Source data:
::::::

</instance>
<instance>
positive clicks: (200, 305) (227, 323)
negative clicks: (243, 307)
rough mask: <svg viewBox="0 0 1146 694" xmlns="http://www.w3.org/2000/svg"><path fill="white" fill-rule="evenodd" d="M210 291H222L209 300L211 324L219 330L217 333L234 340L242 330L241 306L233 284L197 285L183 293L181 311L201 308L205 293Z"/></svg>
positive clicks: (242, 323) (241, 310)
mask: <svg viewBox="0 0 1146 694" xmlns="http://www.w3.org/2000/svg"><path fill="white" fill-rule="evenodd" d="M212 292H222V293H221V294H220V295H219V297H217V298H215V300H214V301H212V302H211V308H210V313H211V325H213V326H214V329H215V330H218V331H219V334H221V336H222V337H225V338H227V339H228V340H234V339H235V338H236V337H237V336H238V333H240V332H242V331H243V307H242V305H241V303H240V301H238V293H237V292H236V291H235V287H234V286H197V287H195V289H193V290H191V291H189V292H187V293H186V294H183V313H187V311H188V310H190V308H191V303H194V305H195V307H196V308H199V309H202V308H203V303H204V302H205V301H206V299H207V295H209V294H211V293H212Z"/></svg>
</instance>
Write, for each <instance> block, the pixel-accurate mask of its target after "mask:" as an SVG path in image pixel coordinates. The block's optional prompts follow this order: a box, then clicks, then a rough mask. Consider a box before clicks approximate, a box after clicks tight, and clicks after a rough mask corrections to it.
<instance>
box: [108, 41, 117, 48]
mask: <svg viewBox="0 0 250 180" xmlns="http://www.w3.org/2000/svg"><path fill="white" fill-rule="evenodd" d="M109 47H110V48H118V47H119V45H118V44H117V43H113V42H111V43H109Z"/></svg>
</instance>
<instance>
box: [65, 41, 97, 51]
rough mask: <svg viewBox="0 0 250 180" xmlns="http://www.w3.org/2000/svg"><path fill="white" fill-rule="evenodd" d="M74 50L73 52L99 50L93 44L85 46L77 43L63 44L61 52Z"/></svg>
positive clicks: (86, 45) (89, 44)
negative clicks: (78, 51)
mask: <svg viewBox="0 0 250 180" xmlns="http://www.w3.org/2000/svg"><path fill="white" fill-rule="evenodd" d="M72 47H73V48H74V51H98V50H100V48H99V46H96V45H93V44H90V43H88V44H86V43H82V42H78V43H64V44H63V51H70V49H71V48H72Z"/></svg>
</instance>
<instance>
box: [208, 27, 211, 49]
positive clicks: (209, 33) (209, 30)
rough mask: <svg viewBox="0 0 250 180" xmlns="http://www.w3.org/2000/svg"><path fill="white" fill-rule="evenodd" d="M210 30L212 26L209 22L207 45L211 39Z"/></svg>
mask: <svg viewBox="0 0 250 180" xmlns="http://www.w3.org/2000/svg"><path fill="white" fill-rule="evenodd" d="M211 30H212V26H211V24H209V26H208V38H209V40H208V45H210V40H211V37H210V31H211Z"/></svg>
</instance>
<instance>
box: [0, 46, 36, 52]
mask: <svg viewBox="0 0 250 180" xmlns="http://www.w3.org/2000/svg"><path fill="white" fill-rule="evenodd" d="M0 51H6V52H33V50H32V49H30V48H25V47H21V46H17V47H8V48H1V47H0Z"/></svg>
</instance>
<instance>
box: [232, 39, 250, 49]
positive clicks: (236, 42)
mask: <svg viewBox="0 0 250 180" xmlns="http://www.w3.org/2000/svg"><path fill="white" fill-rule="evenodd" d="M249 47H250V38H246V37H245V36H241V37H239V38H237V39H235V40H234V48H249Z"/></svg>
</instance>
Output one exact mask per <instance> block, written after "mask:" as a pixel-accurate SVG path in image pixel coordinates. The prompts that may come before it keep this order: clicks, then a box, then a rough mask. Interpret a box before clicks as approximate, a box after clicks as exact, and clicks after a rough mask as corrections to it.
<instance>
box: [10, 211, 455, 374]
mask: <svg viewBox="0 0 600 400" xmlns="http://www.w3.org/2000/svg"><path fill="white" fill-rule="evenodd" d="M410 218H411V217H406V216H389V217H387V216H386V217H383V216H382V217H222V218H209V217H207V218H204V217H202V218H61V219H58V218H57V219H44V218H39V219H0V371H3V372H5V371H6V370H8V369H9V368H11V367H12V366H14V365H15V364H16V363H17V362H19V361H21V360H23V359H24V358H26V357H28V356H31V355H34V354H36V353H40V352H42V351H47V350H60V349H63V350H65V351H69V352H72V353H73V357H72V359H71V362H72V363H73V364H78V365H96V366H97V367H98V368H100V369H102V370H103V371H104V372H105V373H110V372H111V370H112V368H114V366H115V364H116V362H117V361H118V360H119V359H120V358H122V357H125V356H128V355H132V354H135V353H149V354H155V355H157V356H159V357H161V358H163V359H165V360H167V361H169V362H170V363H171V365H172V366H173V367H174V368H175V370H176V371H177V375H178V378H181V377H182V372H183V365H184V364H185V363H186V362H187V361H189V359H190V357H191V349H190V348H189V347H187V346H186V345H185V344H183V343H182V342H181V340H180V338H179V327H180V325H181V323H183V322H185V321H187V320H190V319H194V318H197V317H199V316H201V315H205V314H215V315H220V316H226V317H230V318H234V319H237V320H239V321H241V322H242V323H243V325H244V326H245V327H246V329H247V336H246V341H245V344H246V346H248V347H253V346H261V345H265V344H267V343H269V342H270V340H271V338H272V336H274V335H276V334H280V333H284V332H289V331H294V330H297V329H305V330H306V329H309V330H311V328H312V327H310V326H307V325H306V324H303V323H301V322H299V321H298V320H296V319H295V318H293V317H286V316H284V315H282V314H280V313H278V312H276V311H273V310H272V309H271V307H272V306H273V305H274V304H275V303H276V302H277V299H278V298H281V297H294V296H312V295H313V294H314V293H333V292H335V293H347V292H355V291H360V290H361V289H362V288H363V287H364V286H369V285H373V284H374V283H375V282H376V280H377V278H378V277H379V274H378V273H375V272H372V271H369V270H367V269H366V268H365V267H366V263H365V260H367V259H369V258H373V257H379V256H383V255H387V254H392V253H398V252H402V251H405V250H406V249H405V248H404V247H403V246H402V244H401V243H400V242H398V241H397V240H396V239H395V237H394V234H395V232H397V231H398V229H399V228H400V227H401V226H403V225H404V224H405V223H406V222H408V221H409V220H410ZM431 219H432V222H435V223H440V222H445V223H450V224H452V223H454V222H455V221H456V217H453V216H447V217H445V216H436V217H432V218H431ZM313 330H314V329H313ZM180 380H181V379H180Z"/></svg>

::::::

Looking at the material above, say how many of its lines hold the word "after", giving only the number.

2